▸ **Instruction**
Copy the following rows word for word, without changing anything.

* Start Data to process *

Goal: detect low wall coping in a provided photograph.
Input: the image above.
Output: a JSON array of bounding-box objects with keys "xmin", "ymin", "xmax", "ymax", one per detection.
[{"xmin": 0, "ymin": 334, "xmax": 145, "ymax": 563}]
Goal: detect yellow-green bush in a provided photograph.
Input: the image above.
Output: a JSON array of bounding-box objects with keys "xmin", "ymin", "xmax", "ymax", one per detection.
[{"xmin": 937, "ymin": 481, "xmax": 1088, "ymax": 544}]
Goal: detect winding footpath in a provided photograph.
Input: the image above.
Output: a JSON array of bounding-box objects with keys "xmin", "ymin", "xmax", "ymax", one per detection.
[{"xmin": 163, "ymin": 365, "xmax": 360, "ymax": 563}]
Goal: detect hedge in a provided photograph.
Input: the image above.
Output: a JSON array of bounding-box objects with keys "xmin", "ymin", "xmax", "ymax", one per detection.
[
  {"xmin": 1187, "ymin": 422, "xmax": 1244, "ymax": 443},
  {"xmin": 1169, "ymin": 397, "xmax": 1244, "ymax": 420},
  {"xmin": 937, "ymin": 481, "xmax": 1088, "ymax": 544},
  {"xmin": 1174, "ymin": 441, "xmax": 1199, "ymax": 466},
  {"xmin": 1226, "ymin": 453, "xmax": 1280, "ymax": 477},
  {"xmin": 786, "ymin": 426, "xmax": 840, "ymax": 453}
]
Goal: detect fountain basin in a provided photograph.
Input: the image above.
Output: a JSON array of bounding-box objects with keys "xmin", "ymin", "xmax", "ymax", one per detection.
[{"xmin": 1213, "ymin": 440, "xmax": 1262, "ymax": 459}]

* End Data to process *

▸ **Expected answer**
Goal: detect low wall coping in a provided photograph.
Input: the image above.
Output: a JSON array of bounding-box objects with keys "xmin", "ymin", "xmax", "ymax", one per detection.
[{"xmin": 0, "ymin": 334, "xmax": 145, "ymax": 563}]
Goal: detect yellow-green bush in a provided photograph.
Input: the image above.
Output: a JSON array of bounding-box objects with keys "xmin", "ymin", "xmax", "ymax", one per detection.
[{"xmin": 937, "ymin": 481, "xmax": 1088, "ymax": 544}]
Goal: detect winding footpath in a provided photograph.
Input: the image above.
Output: a JSON array of bounding-box objects with keys "xmin", "ymin", "xmax", "ymax", one per detection.
[{"xmin": 163, "ymin": 365, "xmax": 360, "ymax": 563}]
Goal: detect hedge in a provided photograph.
Input: the image above.
Output: a JSON array of bounding-box objects with keys "xmin", "ymin", "xmax", "ymax", one per detection.
[
  {"xmin": 1187, "ymin": 422, "xmax": 1244, "ymax": 443},
  {"xmin": 1169, "ymin": 397, "xmax": 1244, "ymax": 420},
  {"xmin": 937, "ymin": 481, "xmax": 1088, "ymax": 544},
  {"xmin": 1174, "ymin": 441, "xmax": 1199, "ymax": 466},
  {"xmin": 1226, "ymin": 453, "xmax": 1280, "ymax": 477},
  {"xmin": 786, "ymin": 426, "xmax": 840, "ymax": 453}
]
Goal: detect fountain basin in a provided photograph.
Input: the image above.
Output: a JSON array of bounding-box objects with keys "xmin", "ymin", "xmax", "ymax", one per detection.
[{"xmin": 1213, "ymin": 440, "xmax": 1262, "ymax": 459}]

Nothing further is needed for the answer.